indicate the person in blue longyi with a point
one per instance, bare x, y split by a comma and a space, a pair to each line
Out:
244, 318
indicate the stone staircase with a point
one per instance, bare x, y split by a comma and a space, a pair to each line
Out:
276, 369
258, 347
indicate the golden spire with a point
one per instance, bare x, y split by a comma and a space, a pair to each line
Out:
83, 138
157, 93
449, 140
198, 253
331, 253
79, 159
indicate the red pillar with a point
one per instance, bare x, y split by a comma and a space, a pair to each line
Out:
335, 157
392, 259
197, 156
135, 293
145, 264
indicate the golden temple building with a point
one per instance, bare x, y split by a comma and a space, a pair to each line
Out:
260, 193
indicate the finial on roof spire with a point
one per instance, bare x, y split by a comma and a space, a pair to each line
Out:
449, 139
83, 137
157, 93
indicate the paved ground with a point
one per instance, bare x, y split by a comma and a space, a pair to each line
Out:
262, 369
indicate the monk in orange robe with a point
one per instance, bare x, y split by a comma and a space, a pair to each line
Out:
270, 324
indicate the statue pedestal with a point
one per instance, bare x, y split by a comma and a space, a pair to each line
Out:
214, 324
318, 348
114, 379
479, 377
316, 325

-----

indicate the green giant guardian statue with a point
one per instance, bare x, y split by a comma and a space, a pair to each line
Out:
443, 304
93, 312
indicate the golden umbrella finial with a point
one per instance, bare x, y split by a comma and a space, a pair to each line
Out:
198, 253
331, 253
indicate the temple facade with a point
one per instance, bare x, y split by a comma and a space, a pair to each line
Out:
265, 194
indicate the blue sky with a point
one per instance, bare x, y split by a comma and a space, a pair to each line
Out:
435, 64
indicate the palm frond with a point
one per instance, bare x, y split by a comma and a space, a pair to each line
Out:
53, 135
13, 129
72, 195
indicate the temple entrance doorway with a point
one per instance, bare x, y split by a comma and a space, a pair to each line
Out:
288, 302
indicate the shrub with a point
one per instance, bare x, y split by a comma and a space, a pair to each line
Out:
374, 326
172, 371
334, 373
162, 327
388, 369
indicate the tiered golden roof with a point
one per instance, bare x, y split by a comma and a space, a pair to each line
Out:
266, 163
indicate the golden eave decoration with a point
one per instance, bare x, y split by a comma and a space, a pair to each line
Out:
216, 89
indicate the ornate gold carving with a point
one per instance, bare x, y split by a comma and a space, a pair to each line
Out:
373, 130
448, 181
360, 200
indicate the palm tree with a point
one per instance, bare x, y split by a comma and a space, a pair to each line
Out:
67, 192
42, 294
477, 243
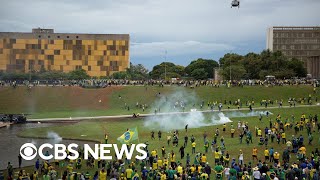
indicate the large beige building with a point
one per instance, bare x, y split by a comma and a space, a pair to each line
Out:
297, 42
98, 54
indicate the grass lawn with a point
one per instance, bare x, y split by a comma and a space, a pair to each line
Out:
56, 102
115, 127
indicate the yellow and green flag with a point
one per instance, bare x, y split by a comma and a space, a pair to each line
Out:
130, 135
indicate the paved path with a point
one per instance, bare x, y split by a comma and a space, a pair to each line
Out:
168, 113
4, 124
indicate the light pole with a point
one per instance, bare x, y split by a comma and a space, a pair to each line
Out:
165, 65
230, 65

-----

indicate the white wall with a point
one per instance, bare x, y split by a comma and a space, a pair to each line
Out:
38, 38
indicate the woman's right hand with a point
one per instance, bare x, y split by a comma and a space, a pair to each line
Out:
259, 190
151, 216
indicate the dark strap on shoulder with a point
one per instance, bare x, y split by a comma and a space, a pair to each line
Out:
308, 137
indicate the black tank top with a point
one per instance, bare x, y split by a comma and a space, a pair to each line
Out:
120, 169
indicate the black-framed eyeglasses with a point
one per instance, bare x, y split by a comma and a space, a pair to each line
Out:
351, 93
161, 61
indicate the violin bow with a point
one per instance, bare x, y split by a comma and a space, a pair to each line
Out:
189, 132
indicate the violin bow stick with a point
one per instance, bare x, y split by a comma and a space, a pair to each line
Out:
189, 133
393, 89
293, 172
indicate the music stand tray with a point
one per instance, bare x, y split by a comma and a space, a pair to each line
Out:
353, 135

-----

_Your goal:_ Collect every line above that contains the word "finial" and copy each one out in full. Treat the match as case-sensitive.

_The result:_
indicate the finial on roof spire with a point
indicate the golden umbrella finial with a point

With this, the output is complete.